>> Start Records to process

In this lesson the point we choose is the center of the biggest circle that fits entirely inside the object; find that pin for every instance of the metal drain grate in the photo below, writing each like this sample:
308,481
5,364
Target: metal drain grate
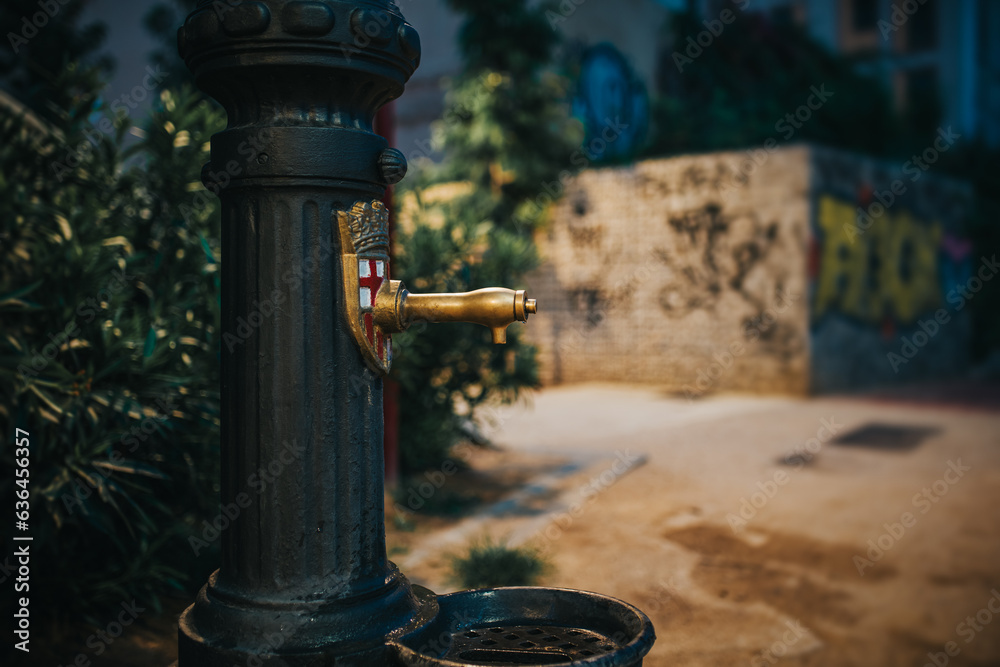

>> End Records to process
>> Start Records to process

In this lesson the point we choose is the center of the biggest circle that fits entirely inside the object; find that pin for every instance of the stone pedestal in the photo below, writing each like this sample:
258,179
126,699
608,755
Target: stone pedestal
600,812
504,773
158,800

>> End Records to process

● Task to carry out: Count the lines in the data above that contain the string "pedestal", treating uppercase and lowercase as different. Reply with the number alone.

● Response to the task: 2